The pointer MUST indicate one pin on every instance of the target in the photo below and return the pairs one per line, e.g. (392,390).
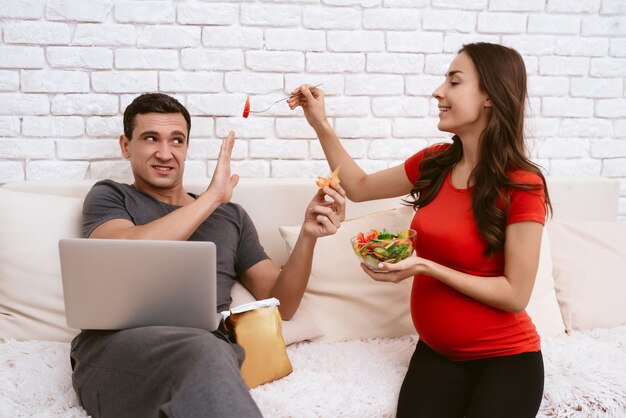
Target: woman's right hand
(312,102)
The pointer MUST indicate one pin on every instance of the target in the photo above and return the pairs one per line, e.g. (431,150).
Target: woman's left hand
(399,271)
(323,217)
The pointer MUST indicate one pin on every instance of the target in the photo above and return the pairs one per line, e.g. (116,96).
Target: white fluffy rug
(585,377)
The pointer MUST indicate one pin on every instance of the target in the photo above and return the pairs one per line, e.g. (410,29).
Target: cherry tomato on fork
(246,108)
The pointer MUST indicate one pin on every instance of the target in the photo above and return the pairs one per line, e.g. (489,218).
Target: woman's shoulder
(523,176)
(430,150)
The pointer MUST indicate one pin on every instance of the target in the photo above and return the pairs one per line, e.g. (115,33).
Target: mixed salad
(376,246)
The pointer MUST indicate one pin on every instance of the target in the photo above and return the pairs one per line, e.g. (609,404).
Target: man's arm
(181,223)
(288,284)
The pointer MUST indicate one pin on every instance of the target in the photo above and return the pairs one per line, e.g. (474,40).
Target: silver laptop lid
(118,284)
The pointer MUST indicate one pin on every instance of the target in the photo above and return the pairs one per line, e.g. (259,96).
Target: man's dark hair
(153,103)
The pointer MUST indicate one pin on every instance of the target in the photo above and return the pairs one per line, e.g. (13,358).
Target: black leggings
(498,387)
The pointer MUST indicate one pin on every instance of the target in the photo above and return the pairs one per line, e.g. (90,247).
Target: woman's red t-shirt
(451,323)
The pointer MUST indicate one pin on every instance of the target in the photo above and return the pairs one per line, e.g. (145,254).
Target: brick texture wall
(68,68)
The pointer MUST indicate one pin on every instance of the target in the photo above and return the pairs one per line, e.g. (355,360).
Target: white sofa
(352,338)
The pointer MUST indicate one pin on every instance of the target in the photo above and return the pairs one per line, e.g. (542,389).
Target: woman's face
(463,107)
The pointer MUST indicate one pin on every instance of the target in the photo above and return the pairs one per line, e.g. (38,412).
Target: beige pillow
(301,327)
(543,306)
(31,293)
(344,301)
(590,272)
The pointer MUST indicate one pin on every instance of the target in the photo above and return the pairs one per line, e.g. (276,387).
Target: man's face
(157,150)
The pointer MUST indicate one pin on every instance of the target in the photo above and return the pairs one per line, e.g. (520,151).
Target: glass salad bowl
(377,246)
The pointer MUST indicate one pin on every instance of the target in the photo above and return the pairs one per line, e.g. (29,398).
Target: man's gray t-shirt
(229,227)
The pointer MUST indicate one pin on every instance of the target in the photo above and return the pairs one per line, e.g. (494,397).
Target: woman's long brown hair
(502,76)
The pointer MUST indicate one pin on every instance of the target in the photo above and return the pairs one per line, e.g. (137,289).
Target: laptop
(117,284)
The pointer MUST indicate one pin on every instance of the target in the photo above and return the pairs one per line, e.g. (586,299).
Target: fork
(279,100)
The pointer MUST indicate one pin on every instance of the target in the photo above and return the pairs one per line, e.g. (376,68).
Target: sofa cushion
(31,293)
(589,272)
(301,326)
(345,302)
(543,306)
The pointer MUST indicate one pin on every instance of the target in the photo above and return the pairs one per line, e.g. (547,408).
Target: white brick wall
(68,68)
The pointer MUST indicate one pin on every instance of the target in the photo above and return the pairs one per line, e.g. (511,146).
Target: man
(175,371)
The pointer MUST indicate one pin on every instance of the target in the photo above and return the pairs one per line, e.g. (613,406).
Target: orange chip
(325,181)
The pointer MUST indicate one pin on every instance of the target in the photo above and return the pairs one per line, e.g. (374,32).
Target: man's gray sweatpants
(159,372)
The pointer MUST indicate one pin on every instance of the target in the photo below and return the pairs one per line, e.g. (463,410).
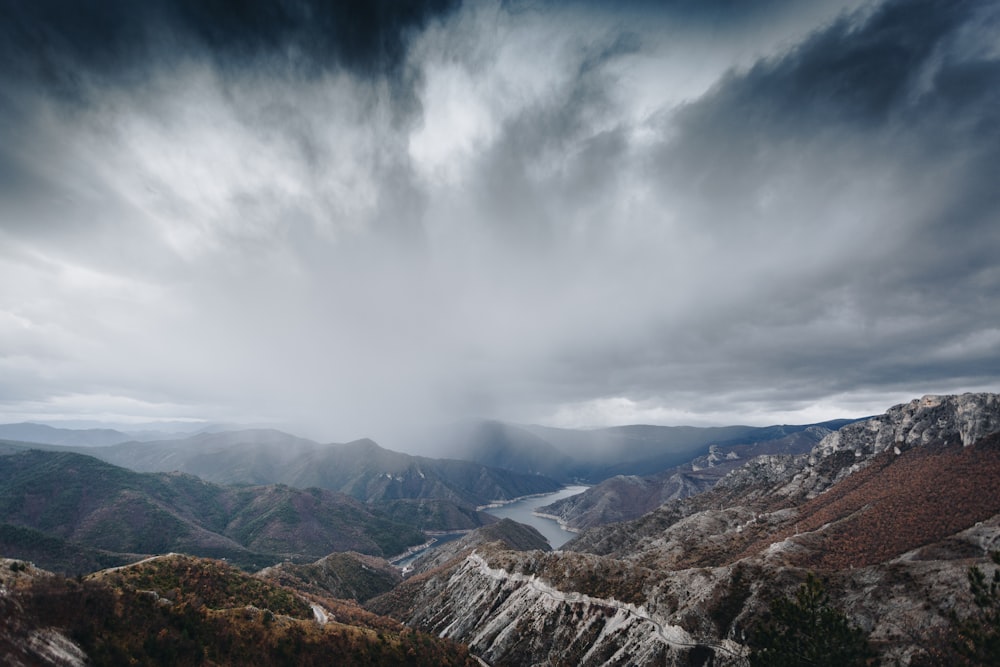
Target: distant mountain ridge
(626,497)
(594,455)
(88,507)
(891,511)
(361,469)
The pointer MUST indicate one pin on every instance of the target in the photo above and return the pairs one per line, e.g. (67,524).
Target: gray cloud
(553,212)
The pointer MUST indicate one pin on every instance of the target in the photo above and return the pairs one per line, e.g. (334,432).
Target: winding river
(522,511)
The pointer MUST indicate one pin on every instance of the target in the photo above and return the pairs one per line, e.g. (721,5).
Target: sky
(353,218)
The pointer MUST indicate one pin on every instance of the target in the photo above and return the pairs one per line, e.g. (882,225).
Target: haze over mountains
(675,567)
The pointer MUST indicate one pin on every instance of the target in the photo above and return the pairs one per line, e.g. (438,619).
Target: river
(522,512)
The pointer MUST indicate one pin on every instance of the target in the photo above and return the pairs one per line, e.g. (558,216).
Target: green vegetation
(807,630)
(977,639)
(73,513)
(184,611)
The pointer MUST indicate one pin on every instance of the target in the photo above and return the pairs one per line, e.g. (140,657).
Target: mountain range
(891,511)
(73,513)
(682,566)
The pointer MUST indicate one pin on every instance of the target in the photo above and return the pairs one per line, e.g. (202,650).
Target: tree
(807,630)
(978,636)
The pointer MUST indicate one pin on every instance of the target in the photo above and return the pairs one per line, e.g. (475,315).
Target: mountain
(177,610)
(594,455)
(626,497)
(891,512)
(49,435)
(345,576)
(508,533)
(360,469)
(499,445)
(97,512)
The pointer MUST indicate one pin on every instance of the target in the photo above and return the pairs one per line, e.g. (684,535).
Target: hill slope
(176,610)
(89,504)
(360,469)
(892,511)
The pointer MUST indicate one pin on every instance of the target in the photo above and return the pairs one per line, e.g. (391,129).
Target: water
(521,511)
(438,541)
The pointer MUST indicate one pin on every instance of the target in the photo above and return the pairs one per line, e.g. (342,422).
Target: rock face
(941,420)
(891,511)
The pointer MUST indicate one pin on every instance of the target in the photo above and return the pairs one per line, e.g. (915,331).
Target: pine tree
(978,639)
(807,630)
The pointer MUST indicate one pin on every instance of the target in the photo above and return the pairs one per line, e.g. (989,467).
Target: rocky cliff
(891,512)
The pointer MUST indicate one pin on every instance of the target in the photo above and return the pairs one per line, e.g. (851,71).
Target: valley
(891,512)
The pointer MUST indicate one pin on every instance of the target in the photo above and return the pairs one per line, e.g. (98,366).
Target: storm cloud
(352,219)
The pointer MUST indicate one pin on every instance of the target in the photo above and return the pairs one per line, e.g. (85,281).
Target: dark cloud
(567,212)
(66,45)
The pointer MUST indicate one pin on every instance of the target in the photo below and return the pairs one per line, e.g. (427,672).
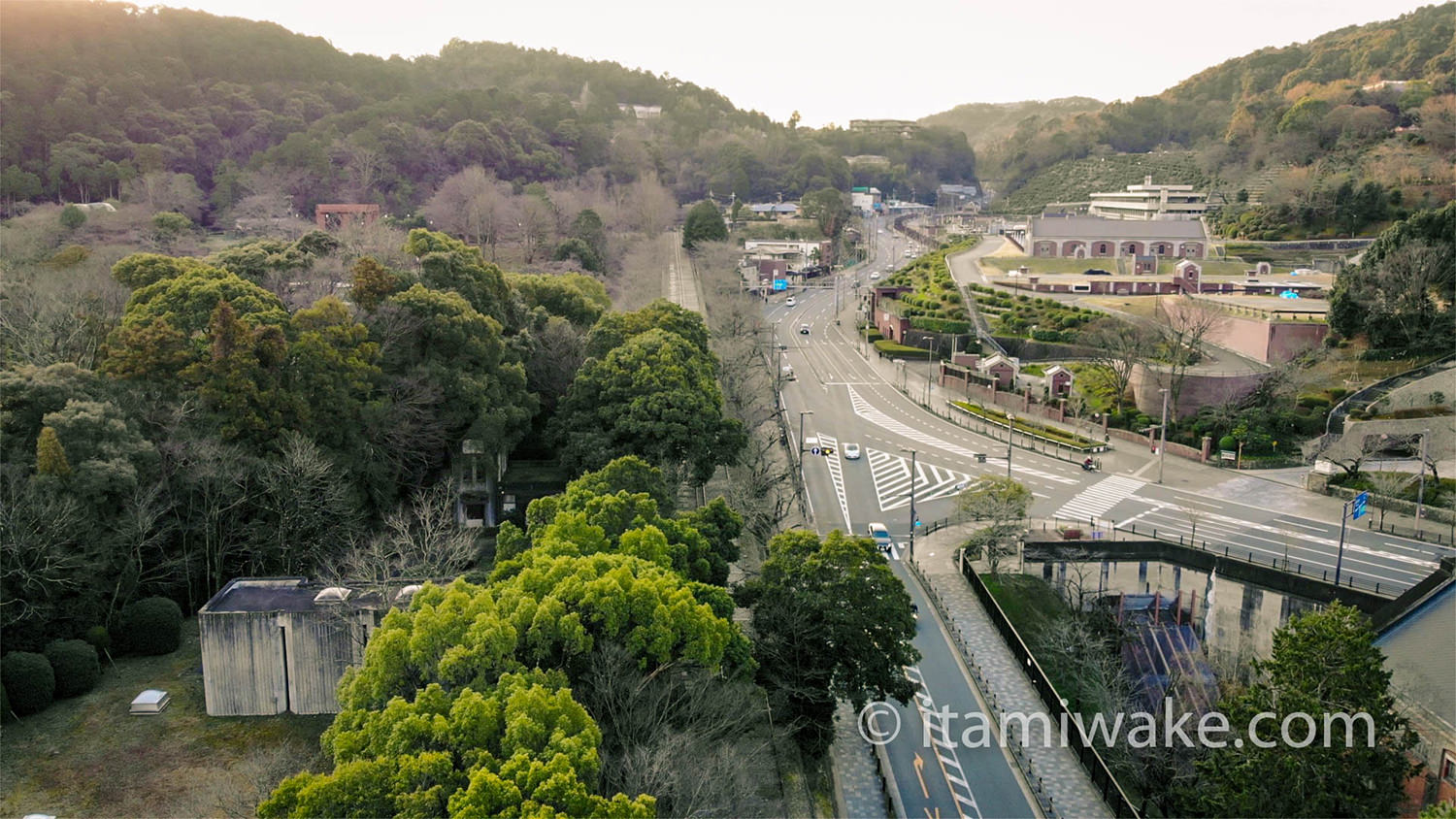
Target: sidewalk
(859,790)
(1053,772)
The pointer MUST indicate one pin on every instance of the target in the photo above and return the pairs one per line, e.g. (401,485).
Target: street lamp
(1420,493)
(1162,438)
(910,548)
(1010,434)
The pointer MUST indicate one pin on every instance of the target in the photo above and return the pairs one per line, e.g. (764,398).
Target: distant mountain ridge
(98,96)
(984,122)
(1360,107)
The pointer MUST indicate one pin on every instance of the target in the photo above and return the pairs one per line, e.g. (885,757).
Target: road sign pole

__Prompt__:
Retype all of the records above word for word, and leave the pictures out.

__Completed task__:
The pointer MUST indicate one pin on every instance of the target in the photo below and return the pairs one per line, e.g. (392,390).
Target: woman's right hand
(312,102)
The pointer MUST indicate one pin on every instance of the target in the photo above and return the pairs one per line, e.g. (431,150).
Target: woman's left hand
(399,271)
(323,217)
The pointer MUST indicate one pin on every instance of the target in the photo above and return the pairs one per line, e.g. (116,96).
Target: white fluffy rug
(585,377)
The pointer MUST indicate one pin on every instance of the target in the photo above and return the pairs one per line, e.g. (410,29).
Target: cherry tomato on fork
(246,108)
The pointer MUST indicate one pin on every instance of the target in the photo above and return the pairs one per line, e.g. (489,218).
Target: woman's shoulder
(523,176)
(430,150)
The pointer MUST indicate one pin on every instance of the target in the photo above and return the pairs one per line, e.g. (115,33).
Target: mixed salad
(376,246)
The pointer MUST indicate one pin on every instance of the target in the photo above and return the pairs one per line, e.g. (609,404).
Target: man's arm
(181,223)
(288,284)
The pointer MUST indicate one pin on every instance of the target in the photo above and return the pairs one per line, e.g. (474,40).
Target: silver laptop lid
(118,284)
The pointer MUST indicate one pin on every instance of the target in the photo above and return the pairs one per line, e.g. (259,96).
Target: man's dark hair
(153,103)
The pointer MUST indicate one pin on every instance of the target in the photo above and return the pairs one per line, e.g. (13,358).
Target: black leggings
(498,387)
The pointer MUST indicate one pin on every instance of the target in the photo above and return the pairs one per line, e.g. (90,247).
Target: woman's red t-shirt
(451,323)
The pointer MUST indicate one pin on every instance of the target in the photo above and return the pairs one per line, e.g. (145,254).
Target: brick texture wall
(68,68)
The pointer MUST indicate one pin on every instance of the target in the photo above and return the pairs one per line, e.g. (355,360).
Target: white sofa
(352,338)
The pointer MUST indicate one pin on every instance of the target in the photo above and return the pairs one per line, e.g. (542,389).
Target: woman's face
(463,107)
The pointer MUST indicate one pin on every instance of the target in the photo above and return the pairs one per line, e.g. (38,412).
Target: beige pillow
(301,327)
(543,306)
(31,293)
(344,301)
(590,272)
The pointer MUST indicate one pin on every instance of the target in the photo above and return the pairs one per line, e.g. (276,387).
Target: man's face
(157,150)
The pointer MUST indicate one pin on every instance of the target in the photo above and return the pairs one per line, e.g. (520,151).
Target: glass salad bowl
(377,246)
The pointer MUST indicate one pin on every instance of the target in the photo above and return the pairs one per line, e.g. (29,398).
Target: man's gray t-shirt
(229,227)
The pointer MUST indicate one pin on every instance of the target in the photo above and return the pairs one per line, e.g. (494,397).
Target: woman's long brown hair
(502,76)
The pointer MUST indicate one pin on every instance of the target in the photo above and return the pairs one per line, e.g. (137,289).
Target: laptop
(117,284)
The pointer MUST indicate one pin on every instance of the target in the photo above and return the pairs one per line, e.g. (586,299).
Target: fork
(279,100)
The pointer MUST indicate one pin on every instance of the target in the photo above and return the pairs one per line, e.g. (376,68).
Target: sofa cushion
(31,293)
(589,272)
(301,326)
(345,302)
(543,306)
The pointer MUST indicate one pin on every instance of the target in the photo above and return the pairs one per line, e.g. (547,408).
Target: white brick wall
(68,68)
The pointer MUST indicate one pin on every instance of the target in the photo above and return the pairs one per line, e.g. (511,146).
Target: man
(175,371)
The pointer MUST indicate one pin on every instance of the target in the photo above and return the pairs one per line, e.g. (613,406).
Target: orange chip
(325,181)
The pointer MUST indicate one pin on every instance of the target in the photo above and return the pairs one per line, e.g. (374,32).
Target: man's gray sweatpants
(159,372)
The pointer MUST indicate one pin on every instance of the target in the photo below and return the pairs one per line, e.g. (463,410).
Target: distant mountain ridge
(626,497)
(594,455)
(88,507)
(891,511)
(361,469)
The pointer MUST indicate one pin on every instance of the target in the photo above and return the pairs one per line, e.g. (67,524).
Target: gray cloud
(553,212)
The pointer MUST indicate one pin on every instance of the target in the photo above and return the pairs one per line, e.g. (334,432).
Target: winding river
(522,511)
The pointer MUST indicate one pin on every instance of the target in the photo above and return the pairs one per line, e.g. (721,5).
Target: sky
(353,218)
The pointer MUST indicate one pin on every instance of the target in the photo above and return the pairs one per line, e.g. (882,225).
Target: haze over mountains
(675,567)
The pointer MUST indicate one pin on every instance of the target in the photo above and return the pairs one per line, e.g. (438,619).
Target: river
(522,512)
The pointer MUST indicate one pin on every instance of the target in the photo above and return the pairs one per line, e.g. (558,216).
Target: green vegetation
(807,630)
(977,639)
(73,513)
(184,611)
The pointer MUST indicate one pin on every instance of the target in the photo above and return the pairs one per line, e.g. (140,657).
Target: mountain range
(891,511)
(73,513)
(682,566)
The pointer MUST indicate one pin on every instance of the target in the photo above and return the pairs one per line, e.g. (202,650).
Target: tree
(807,630)
(978,636)
The pointer MUST indicate one pin on every instance of the target in the photo above and return the pairs one per line, e.g. (475,315).
Target: mountain
(177,610)
(594,455)
(626,497)
(891,512)
(49,435)
(345,576)
(508,533)
(360,469)
(499,445)
(97,512)
The pointer MUST indicate one pin on every instance of the target in the photo above and return the pairs one per line, e.g. (684,535).
Target: hill slope
(176,610)
(89,504)
(360,469)
(892,511)
The pointer MUST indicate one pin on every instance of the target in the photo above and return the pairs one per line, e.g. (391,129).
Target: water
(521,511)
(438,541)
The pointer MUST indicate one pin on every instance of the target in the photo above and return the pairs one per line, e.g. (342,422).
Target: rock face
(941,420)
(891,511)
The pointer MUST indicate one pin on every instance of the target in the photo above and return the pairs one per line, e.g. (915,331).
Target: pine tree
(978,639)
(807,630)
The pointer MUST indicate one pin on every instance of the target in the photo above and return the pairs one per line, e.g. (989,467).
Target: rocky cliff
(891,512)
The pointer MUST indicate one pin on every instance of the target in the photo above and return the pairs one per line, e.g. (851,71).
Target: valley
(891,512)
The pointer MUST indicate one pin on every instance of the target in the photo above and return the pairs one per line, e.g. (98,366).
Target: storm cloud
(352,219)
The pointer MUST indicate one pin on every instance of the target in the photo above and return the pairs one per line, e.g. (85,281).
Target: dark cloud
(567,212)
(66,45)
The pointer MUST indicate one pin on every instance of the target in the photo below and return the pairs one per line, e.g. (427,672).
Target: sidewalk
(859,790)
(1053,772)
The pointer MUST indicate one pin on every instance of the target in the photo above and return the pairs one per line, e.g. (401,485).
Target: street lamp
(1420,493)
(1162,438)
(910,548)
(1010,434)
The pointer MUST indicate one pin on every instance of the target in the photo above and return the pairs one per line, e.g. (764,398).
Target: distant mountain ridge
(98,96)
(984,122)
(1360,107)
The pointer MUST indicate one pin on every instance of the target in the photo above and return the pairs one per line, e.g. (885,757).
Target: road sign pole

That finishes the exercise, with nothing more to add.